== Provided entries

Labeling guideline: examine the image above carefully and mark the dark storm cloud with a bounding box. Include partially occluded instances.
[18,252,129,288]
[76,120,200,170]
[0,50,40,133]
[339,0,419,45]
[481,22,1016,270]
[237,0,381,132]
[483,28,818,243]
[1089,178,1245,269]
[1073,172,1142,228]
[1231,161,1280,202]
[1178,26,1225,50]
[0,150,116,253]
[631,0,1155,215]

====

:: Task directions ::
Rescale the items above by reproducing every line of them in full, with each bounding box coordinate multiplied by 2.1 and rounded to a whole number, halves rounded up.

:: Complete output ::
Labeling guideline: examine the image above carefully and mark the dark storm cloud with a bounding box. Include partially occluded instances.
[38,529,271,605]
[160,252,420,357]
[0,105,84,279]
[712,0,880,95]
[1010,46,2134,567]
[498,0,800,277]
[1014,59,1718,510]
[2287,374,2615,565]
[2253,361,2398,479]
[2585,338,2688,424]
[2474,55,2573,105]
[0,315,244,531]
[1325,0,2426,452]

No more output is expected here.